# [EXERCISE]
Could you retype, word for word, the part of the material that opens with the line containing "of the gravel" and closes with the line containing "column 238, row 231", including both of those lines?

☆ ☆ ☆ ☆ ☆ ☆ ☆

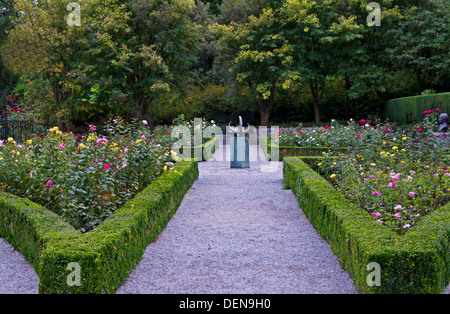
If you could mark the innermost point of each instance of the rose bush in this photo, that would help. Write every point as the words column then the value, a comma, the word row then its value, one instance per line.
column 397, row 176
column 84, row 178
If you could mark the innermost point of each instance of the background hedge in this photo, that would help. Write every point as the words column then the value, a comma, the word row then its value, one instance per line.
column 107, row 254
column 410, row 109
column 417, row 262
column 291, row 151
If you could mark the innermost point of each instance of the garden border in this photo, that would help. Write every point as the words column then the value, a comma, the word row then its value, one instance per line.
column 209, row 147
column 107, row 254
column 417, row 262
column 410, row 109
column 291, row 151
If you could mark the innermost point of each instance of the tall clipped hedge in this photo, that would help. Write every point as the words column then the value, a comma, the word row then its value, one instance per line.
column 106, row 254
column 410, row 109
column 417, row 262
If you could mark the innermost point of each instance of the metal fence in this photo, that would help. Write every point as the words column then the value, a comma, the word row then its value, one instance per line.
column 20, row 131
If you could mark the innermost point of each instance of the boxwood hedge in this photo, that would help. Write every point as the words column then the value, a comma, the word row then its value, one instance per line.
column 417, row 262
column 291, row 151
column 105, row 255
column 410, row 109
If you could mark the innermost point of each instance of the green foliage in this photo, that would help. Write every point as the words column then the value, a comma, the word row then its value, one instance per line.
column 410, row 109
column 106, row 255
column 84, row 179
column 414, row 263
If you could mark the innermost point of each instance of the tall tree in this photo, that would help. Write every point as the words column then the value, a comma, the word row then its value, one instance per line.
column 261, row 58
column 6, row 14
column 420, row 43
column 305, row 25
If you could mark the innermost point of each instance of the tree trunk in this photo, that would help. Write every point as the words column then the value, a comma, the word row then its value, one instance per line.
column 346, row 103
column 57, row 99
column 316, row 103
column 265, row 106
column 142, row 101
column 264, row 116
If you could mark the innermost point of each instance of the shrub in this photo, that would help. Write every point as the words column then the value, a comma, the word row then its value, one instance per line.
column 417, row 262
column 410, row 109
column 84, row 179
column 107, row 254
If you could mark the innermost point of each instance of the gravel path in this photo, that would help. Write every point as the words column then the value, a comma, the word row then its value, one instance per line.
column 17, row 276
column 238, row 231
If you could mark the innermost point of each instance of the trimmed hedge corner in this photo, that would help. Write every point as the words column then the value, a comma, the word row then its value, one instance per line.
column 417, row 262
column 107, row 254
column 410, row 109
column 206, row 150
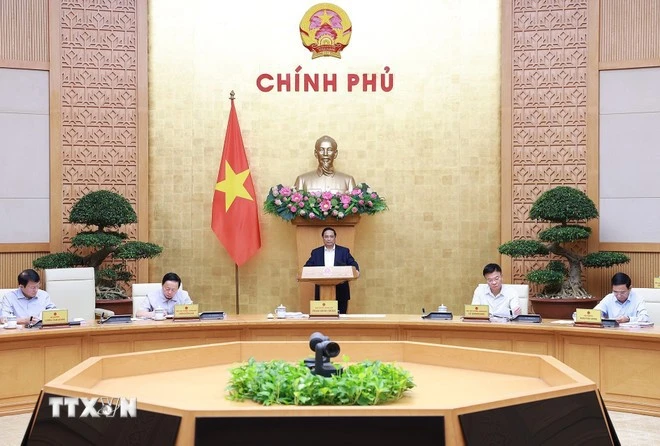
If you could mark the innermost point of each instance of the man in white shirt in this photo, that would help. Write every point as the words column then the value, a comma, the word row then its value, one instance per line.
column 165, row 298
column 502, row 300
column 623, row 304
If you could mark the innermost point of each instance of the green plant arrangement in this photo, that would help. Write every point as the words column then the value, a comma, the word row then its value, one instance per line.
column 288, row 202
column 279, row 382
column 107, row 211
column 561, row 206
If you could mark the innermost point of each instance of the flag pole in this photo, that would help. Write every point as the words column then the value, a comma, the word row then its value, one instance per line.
column 237, row 285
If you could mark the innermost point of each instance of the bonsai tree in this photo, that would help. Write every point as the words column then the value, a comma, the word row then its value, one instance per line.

☆ ☆ ☆ ☆ ☆ ☆ ☆

# [SOLUTION]
If you could mark the innermost point of each instance of the gravel path in this photo, that would help. Write every point as the words column then the value, a comma, the word row then its value, one instance per line.
column 17, row 276
column 238, row 231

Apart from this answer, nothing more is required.